What is required
Please continue the article on staying healthy while working from home, starting right after its final line.

Document segment

COVID-19 has caused a lot of changes in society and one of those is people are now working from home. We are away from our ergonomic designed desks at work and have moved to the ill equipped kitchen table or couch. This has left people with increased headaches and neck pain. However, there are many things you can do to help prevent these symptoms.
Location, Location , Location
The number one thing that you need to consider when setting up your work station at home is where you are going to work. It is important that you find a desk with a good chair that will provide support for your spine. It looks so inviting to curl up onto the couch, or even in bed, with your laptop. Poor postures in these locations will cause gradual strain on your muscles and joints and then pain in the long run.
Not everyone has a desk with an office chair at home so the next best thing is your kitchen table. Often the kitchen table is higher than the average desk and there will be more strain put on your shoulders, especially when using a lap top. Try to find a taller chair that will raise you up.
Setting up Your Work Station
Recognizing that there will be limitations to what you have at home, the following are some basic rules that you can follow when setting up your work station:
1. Have an adjustable chair so that you can move the height to have your thighs parallel with the floor, your feet flat on the floor, and your elbows supported
2. Use a foot stool if your feet don't touch the floor
3. Your desk height should be 28 to 30 inches tall so that your elbows are flexed at 90 degrees
4. If you are not using a lap top, your keyboard and mouse should be placed on the same level and so that your elbows are at 90 degrees
5. When using a desktop monitor your screen should be about an arms length away and the top of the screen should be level with your eyebrows
Get up and Move
A past blog post sited that sitting is the new smoking. It is proven that prolonged sitting is not good for our health. One of the advantages of working from home is you can get up anytime and get moving. It is recommended that you get up from sitting every 45 minutes and spend 5 minutes moving around. A lot of people are finding they are more productive working at home because they are not interrupted as much, they don't have to commute, and they can enjoy their lunch hour and breaks more. With this said, you actually have more opportunity and more time to get up from your work station when working at home. Some tips to help motivate you to get moving are:
1. Set a timer to remind you to get up
2. Make a schedule of activities that you can do on your breaks including, a short walk, basic stretches, yoga, and body weight exercises
3. Make a goal to get moving, write it down, and reward yourself for your efforts
4. Don't use your breaks for social media. This just keeps you sitting more!

[Entries taken from a collection]
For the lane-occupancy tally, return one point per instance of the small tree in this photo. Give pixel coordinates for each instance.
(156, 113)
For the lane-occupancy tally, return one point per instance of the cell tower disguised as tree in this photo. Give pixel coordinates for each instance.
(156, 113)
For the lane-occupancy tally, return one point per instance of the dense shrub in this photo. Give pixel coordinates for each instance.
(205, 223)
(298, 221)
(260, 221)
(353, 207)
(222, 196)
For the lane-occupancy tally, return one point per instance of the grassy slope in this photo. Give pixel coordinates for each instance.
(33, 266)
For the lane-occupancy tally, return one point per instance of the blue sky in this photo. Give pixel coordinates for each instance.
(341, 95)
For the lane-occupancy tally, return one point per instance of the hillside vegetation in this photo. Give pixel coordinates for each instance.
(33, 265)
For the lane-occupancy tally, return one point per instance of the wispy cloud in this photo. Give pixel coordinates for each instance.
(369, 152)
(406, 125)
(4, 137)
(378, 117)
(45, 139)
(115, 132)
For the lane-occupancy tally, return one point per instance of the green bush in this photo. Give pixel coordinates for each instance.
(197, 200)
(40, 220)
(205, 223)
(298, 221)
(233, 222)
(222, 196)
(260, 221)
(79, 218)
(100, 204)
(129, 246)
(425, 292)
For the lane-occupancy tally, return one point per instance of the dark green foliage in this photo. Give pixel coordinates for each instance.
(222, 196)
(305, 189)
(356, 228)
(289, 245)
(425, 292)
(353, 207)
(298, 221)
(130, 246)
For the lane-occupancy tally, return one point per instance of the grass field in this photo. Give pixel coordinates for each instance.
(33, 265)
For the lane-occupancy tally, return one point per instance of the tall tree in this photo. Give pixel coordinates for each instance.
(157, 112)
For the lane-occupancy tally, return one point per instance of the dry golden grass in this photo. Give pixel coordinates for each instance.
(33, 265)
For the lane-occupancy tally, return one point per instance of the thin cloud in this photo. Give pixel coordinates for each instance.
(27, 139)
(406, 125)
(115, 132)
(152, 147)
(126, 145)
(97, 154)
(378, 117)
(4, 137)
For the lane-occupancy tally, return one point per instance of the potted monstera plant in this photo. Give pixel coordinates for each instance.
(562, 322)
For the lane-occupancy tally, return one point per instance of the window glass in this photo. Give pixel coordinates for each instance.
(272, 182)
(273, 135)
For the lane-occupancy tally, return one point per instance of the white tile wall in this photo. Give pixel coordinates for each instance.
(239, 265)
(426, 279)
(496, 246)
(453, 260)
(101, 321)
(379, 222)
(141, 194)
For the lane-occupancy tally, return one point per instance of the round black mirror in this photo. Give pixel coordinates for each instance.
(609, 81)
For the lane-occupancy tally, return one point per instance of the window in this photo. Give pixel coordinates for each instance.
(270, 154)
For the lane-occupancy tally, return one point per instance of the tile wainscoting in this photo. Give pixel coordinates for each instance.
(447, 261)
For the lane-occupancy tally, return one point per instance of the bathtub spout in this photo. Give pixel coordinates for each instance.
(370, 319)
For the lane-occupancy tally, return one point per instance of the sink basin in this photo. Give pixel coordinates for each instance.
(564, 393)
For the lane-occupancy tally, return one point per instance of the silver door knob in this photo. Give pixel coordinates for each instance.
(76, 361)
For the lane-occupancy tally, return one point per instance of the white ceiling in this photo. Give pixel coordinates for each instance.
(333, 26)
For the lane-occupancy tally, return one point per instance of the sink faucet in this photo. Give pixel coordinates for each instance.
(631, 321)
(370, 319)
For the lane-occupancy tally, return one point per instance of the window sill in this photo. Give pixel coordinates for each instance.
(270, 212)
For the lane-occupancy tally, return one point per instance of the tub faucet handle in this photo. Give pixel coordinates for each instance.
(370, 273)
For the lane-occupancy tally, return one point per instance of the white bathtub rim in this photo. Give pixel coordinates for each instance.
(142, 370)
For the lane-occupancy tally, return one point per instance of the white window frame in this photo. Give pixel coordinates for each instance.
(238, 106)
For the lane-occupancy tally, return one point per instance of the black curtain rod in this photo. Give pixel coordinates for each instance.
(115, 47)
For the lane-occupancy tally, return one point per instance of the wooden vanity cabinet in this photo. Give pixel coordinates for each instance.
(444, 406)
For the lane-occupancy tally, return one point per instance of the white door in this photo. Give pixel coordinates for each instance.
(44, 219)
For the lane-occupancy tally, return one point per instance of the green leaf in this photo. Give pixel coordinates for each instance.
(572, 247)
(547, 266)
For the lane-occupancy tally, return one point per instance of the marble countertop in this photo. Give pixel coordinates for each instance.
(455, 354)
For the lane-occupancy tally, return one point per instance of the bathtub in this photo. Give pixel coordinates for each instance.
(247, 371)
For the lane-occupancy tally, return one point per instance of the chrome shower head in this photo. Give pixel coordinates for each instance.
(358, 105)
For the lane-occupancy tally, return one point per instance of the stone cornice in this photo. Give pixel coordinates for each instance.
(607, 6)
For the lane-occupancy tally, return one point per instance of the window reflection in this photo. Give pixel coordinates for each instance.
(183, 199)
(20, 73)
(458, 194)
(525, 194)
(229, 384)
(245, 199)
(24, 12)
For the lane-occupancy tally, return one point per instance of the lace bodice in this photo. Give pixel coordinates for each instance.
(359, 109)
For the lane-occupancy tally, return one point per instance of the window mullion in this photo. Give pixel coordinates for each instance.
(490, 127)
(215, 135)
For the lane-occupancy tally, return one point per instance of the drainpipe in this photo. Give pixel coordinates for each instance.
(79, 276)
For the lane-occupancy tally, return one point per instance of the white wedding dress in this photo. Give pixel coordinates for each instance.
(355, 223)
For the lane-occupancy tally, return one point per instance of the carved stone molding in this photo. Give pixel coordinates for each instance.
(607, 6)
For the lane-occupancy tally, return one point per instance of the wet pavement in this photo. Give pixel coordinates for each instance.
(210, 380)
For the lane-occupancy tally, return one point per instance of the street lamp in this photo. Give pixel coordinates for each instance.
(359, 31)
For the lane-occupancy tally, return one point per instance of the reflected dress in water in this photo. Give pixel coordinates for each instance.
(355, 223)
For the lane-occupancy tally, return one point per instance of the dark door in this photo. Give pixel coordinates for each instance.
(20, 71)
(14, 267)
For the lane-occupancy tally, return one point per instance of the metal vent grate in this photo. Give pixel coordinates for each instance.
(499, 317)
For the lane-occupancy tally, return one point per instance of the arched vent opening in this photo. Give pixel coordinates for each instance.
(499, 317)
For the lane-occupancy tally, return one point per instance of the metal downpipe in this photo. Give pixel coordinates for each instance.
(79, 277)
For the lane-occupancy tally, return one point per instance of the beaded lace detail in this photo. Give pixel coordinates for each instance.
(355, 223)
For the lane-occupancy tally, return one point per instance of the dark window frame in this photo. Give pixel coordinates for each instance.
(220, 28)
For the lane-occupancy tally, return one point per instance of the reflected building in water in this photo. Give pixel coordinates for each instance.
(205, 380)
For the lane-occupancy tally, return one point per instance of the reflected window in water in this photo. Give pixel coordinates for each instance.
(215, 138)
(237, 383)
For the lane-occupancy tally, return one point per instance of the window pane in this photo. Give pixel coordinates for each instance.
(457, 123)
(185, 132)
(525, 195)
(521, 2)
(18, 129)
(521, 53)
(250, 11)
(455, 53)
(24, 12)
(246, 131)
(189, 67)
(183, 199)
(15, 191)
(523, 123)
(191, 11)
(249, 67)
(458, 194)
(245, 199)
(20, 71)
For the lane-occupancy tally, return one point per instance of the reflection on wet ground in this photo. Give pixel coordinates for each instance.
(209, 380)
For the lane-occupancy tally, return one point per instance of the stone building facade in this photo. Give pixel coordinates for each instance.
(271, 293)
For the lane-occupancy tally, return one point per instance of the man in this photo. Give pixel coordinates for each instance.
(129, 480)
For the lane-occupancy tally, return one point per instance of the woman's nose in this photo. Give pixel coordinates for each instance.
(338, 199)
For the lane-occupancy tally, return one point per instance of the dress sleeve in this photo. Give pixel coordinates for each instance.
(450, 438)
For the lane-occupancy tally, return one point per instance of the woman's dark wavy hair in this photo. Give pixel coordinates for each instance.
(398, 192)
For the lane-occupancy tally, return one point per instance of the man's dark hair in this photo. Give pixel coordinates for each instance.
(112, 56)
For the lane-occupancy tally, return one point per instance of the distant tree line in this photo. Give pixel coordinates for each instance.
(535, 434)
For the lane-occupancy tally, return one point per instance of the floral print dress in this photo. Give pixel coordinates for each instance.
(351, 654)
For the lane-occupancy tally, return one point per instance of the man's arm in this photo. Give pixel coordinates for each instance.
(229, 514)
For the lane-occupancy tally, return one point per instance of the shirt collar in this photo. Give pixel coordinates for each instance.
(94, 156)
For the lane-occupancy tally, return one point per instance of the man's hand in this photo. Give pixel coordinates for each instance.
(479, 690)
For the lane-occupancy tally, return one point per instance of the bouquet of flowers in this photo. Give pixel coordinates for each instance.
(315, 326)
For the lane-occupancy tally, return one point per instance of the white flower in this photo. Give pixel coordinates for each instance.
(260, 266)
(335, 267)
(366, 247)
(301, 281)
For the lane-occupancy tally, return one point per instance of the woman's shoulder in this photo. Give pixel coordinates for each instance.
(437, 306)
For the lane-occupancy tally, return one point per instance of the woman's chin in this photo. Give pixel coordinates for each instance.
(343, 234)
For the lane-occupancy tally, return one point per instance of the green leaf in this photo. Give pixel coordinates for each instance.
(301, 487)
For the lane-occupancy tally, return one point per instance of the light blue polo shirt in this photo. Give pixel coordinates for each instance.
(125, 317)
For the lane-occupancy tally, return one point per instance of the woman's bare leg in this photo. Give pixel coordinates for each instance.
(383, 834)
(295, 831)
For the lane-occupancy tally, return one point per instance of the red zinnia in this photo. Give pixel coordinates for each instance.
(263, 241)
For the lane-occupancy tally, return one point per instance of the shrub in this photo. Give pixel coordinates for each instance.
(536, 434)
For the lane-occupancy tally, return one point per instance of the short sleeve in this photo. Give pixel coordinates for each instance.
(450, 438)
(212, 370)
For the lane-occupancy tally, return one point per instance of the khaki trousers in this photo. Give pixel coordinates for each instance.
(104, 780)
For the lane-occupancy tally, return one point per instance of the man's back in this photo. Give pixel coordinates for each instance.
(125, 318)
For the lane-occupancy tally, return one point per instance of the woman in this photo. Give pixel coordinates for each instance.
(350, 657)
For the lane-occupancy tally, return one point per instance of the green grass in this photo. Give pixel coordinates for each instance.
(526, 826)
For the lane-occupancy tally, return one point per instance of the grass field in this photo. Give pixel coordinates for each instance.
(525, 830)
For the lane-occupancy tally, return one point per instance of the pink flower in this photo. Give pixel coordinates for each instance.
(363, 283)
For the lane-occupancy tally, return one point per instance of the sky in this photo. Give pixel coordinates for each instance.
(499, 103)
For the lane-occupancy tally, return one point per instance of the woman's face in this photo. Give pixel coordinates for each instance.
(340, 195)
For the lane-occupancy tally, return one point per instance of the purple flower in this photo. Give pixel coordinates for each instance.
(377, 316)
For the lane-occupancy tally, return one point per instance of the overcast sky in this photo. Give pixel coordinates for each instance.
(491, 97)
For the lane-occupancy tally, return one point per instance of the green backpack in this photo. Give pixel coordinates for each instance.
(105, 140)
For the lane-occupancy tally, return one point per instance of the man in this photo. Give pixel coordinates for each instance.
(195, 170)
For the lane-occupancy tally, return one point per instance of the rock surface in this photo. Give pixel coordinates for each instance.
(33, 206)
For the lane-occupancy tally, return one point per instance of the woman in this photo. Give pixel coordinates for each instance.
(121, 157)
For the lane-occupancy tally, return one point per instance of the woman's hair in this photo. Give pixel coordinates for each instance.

Written response
Try Standing When Working
Standing work stations are becoming common place in the work force. These allow workers to get up from their desks and help fight the health risks of sitting. Research shows that they are beneficial but are not good if used all day. Standing in one spot for long periods can put excess stress on your knees and low back. It is recommended that you should stand 30 minutes to one hour for every 2 hours of sitting.
Most of us will be working at home with a lap top and this allows you to move to different locations including to a spot where you can stand.
Working from home has its challenges when you don't have a proper desk. Avoid the temptation to curl up on the couch with your laptop, set up a good work space, and keep moving during the day. These tips should help you avoid tension building up into your neck and shoulders.
Activity fact: You should wash your hands with soap and water for a minimum of 20 seconds to help kill any viruses. Singing the alphabet song at a slow pace while washing should accomplish this.